**The task**
Reproduce the passage on Uganda's cooking stoves and deforestation word for word, beginning at the words "A study by the" and stopping after "foreign food aid.".

**Extract provided**
---------------
The stoves, designed and manufactured by Masrcorp Solar are much faster than parabolic solar cookers. Even better, they can be used indoors. The heat source is briquette-sized volcanic rocks mined in Uganda. It only takes a small amount of kindling and charcoal to heat the stones, which hold cooking temperature for hours.  The stoves come in two sizes: institutional and household.  One large double-cooker can produce meals for 500-600 students a day, smoke-free.

A study by the Netherlands Foreign Ministry ranks Uganda at the 14th most vulnerable country in the world to climate change, a great injustice because it is one of the world’s lowest emitters. Over 70% of Ugandans depend on farming for their livelihood.  

Most rural Ugandans have no alternative to cooking with firewood and charcoal. This, plus the country’s huge population growth, combined to fuel the cutting down of 63% of the country’s forest between 1990 and 2015. Rising average temperatures and loss of tree cover accelerate the dessication of the land on which people struggle to raise food.  Many parts of the country now depend heavily on foreign food aid. 

“We are affected by the changing rain patterns,” Susan Kituyi Rose explains. Because of deforestation, “the land is very bare. Nothing is protecting the soil, which is very sandy.  If there is no rain for two days, the crops wither.  On average, each family uses 8 bags of charcoal in four months, cutting down four 20-year-old trees every year.  All the trees are gone in three of the five districts in our area. Families are going to the remaining two districts to try to buy wood.”
---------------
(Natural language region descriptions)

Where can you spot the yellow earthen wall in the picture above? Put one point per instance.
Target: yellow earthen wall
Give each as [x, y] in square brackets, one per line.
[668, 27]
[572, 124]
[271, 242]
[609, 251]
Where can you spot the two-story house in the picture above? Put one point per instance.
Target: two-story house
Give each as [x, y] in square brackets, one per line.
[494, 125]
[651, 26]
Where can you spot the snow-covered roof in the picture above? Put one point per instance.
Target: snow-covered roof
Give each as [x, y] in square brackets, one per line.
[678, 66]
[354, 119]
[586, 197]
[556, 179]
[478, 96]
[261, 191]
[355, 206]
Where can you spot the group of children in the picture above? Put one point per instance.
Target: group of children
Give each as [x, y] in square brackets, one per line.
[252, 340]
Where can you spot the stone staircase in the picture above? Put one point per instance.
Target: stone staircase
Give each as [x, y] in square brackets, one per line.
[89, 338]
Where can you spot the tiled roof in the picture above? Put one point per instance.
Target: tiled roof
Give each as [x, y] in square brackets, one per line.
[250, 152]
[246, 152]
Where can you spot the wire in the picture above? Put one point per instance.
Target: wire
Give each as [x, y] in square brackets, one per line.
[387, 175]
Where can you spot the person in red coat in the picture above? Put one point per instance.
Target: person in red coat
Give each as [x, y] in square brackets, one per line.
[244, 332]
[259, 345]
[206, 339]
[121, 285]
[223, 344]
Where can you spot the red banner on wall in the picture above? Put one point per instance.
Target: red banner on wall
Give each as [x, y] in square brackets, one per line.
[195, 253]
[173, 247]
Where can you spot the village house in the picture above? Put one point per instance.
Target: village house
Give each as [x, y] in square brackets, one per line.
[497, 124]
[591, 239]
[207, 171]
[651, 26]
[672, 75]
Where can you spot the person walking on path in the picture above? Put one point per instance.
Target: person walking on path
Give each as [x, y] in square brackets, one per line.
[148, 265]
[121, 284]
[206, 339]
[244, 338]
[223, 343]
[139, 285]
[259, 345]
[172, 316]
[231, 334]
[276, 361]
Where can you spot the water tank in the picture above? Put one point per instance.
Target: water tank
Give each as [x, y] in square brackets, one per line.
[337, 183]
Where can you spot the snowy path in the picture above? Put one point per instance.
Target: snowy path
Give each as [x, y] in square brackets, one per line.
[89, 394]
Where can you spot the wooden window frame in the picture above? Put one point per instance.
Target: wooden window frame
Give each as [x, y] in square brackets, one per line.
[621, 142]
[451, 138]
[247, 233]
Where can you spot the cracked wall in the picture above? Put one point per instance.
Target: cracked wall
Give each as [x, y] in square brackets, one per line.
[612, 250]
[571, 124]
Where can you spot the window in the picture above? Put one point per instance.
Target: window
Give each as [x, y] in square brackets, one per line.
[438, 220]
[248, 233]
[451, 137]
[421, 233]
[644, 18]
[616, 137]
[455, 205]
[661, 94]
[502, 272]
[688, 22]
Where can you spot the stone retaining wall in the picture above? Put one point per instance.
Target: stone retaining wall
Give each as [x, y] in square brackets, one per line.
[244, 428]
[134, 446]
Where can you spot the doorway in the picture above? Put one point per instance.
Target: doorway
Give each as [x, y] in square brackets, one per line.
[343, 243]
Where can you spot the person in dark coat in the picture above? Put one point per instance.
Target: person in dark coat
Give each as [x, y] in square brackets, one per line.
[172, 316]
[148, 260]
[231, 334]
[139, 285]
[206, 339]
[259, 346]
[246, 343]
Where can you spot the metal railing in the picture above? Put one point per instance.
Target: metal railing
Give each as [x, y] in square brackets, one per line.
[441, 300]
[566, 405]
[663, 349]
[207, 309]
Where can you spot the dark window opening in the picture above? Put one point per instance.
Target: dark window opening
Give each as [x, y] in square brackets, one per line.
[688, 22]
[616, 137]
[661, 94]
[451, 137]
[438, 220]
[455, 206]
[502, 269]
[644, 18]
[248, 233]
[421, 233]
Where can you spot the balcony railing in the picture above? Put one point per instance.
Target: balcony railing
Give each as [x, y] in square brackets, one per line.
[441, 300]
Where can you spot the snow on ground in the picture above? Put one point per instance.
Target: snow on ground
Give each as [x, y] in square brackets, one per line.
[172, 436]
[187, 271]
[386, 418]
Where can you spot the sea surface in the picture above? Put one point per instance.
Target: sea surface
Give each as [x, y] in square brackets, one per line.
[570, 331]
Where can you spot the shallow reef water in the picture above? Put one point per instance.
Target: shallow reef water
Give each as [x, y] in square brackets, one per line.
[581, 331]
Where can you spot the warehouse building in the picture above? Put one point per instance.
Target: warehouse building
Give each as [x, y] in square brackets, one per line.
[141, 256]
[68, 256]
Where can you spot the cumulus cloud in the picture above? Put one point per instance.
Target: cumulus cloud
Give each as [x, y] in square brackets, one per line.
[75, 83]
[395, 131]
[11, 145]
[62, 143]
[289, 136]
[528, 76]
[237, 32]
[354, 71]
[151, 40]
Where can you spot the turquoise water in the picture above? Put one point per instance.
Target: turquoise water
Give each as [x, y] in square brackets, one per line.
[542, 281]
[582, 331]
---------------
**Answer box**
A study by the Netherlands Foreign Ministry ranks Uganda at the 14th most vulnerable country in the world to climate change, a great injustice because it is one of the world’s lowest emitters. Over 70% of Ugandans depend on farming for their livelihood.  

Most rural Ugandans have no alternative to cooking with firewood and charcoal. This, plus the country’s huge population growth, combined to fuel the cutting down of 63% of the country’s forest between 1990 and 2015. Rising average temperatures and loss of tree cover accelerate the dessication of the land on which people struggle to raise food.  Many parts of the country now depend heavily on foreign food aid.